-- start --

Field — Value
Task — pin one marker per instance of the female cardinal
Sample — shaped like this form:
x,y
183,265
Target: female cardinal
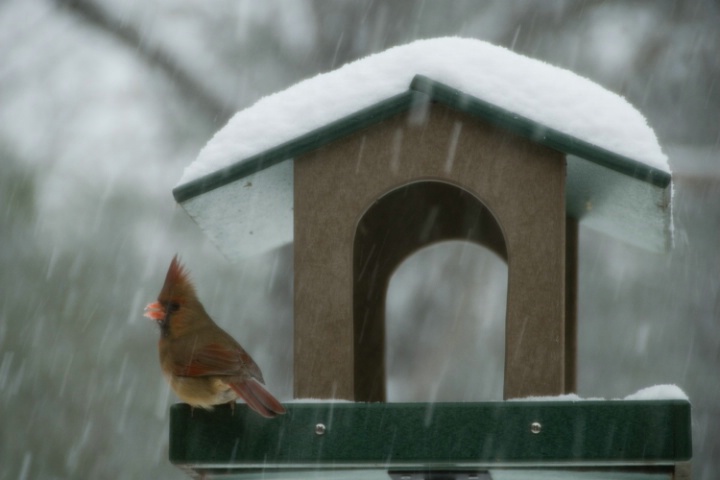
x,y
204,365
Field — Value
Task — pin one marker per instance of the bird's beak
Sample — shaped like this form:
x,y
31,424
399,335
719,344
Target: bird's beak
x,y
154,311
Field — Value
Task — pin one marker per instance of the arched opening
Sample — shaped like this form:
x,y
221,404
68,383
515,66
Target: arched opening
x,y
445,325
397,225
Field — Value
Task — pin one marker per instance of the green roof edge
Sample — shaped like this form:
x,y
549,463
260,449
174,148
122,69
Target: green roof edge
x,y
422,89
539,133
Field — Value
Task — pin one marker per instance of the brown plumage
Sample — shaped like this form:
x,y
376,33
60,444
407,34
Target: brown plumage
x,y
203,364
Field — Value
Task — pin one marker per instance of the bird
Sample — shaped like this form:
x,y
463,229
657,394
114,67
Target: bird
x,y
203,364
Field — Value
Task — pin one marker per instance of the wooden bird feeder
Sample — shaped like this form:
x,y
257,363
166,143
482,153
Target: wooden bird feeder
x,y
358,196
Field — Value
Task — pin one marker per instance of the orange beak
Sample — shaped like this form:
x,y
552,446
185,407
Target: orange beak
x,y
154,311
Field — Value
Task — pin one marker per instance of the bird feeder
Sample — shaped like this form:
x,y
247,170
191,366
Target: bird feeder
x,y
357,195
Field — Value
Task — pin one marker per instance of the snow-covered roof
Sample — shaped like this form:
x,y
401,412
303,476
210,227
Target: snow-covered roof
x,y
623,188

-- end --

:: Requirement ::
Copy all of the material above word for word, but leave the picture out of your copy.

:: Output for this task ::
Field — Value
Task — pin one marker per instance of the female cardinal
Sample — shaped like this form:
x,y
183,265
Target: female cardinal
x,y
204,365
Field — Value
Task — pin one marker per instance of the bird's beak
Sample — shaped like this form:
x,y
31,424
399,335
719,344
Target: bird's beak
x,y
154,311
Field — Value
Task — pin one marker per instance of the arched opening
Sample — shaped like this form:
x,y
221,404
68,383
515,66
Target: arched opening
x,y
445,325
397,225
Field — Value
Task — pin one marker per instance of the green roof edge
Sample — shaped like this form:
x,y
549,463
260,449
174,148
122,69
Target: green roof edge
x,y
422,89
539,133
Field — Value
Task — pin one marker per instance of the brown plumage
Sample — shaped like this form:
x,y
376,33
60,444
407,34
Target: brown plumage
x,y
203,364
Field — Value
Task — pin one marker per instance of the bird
Sample — shaped like this form:
x,y
463,229
657,394
114,67
Target: bird
x,y
203,364
Field — Value
Task — pin one marker per instance of the wooden bird feeder
Sample — shaped like this form:
x,y
257,363
166,143
482,153
Target: wooden bird feeder
x,y
358,196
Field — Value
Task — pin one marker per instance of the orange beak
Sample — shaped like this form:
x,y
552,446
185,407
Target: orange beak
x,y
154,311
Field — Value
Task — pin one marker per instance of the bird feeder
Sample — shaped like this form:
x,y
247,170
191,366
Target: bird feeder
x,y
357,195
Field — Value
Task — pin one marker per instance of the snow-covered roof
Sample — shaped like this form:
x,y
401,412
303,476
210,227
Target: snow-covered roof
x,y
623,188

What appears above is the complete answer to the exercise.